§ **Excerpted data**

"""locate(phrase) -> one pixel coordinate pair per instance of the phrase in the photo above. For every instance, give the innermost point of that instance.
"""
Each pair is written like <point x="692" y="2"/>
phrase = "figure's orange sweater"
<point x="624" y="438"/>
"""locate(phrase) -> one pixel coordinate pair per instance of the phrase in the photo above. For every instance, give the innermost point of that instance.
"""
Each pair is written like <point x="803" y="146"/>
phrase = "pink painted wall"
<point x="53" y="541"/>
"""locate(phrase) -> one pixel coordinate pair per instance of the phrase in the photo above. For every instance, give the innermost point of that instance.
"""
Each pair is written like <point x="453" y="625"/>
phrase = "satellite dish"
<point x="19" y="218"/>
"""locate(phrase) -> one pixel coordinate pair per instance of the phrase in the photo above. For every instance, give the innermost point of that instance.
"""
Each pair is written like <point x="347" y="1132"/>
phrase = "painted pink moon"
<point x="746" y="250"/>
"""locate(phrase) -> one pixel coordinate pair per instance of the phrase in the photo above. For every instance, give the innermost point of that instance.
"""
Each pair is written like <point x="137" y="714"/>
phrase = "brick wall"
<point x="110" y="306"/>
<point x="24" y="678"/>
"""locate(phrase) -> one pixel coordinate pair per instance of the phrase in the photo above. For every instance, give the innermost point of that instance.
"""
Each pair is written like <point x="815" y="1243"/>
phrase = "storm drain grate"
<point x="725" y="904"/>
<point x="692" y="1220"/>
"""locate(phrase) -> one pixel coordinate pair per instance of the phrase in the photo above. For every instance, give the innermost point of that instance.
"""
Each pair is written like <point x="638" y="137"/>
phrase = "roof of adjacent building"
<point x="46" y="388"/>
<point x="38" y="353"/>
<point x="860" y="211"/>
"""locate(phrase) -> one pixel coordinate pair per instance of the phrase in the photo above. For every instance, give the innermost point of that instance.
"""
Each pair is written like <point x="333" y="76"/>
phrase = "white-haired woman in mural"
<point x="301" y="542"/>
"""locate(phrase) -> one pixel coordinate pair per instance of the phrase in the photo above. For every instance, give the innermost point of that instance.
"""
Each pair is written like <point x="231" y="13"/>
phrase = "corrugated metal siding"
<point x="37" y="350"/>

§ **What needs to be done**
Locate the word "like" in the records above, and return each line that has it.

§ **Answer to this exercise**
Each pair is written like <point x="692" y="2"/>
Each pair is written like <point x="803" y="146"/>
Each pair is written like <point x="453" y="625"/>
Each pair is written like <point x="347" y="1132"/>
Each pair is written like <point x="137" y="714"/>
Each pair is written like <point x="815" y="1243"/>
Each pair is written like <point x="638" y="137"/>
Each pair is written like <point x="333" y="76"/>
Each pair is written like <point x="231" y="13"/>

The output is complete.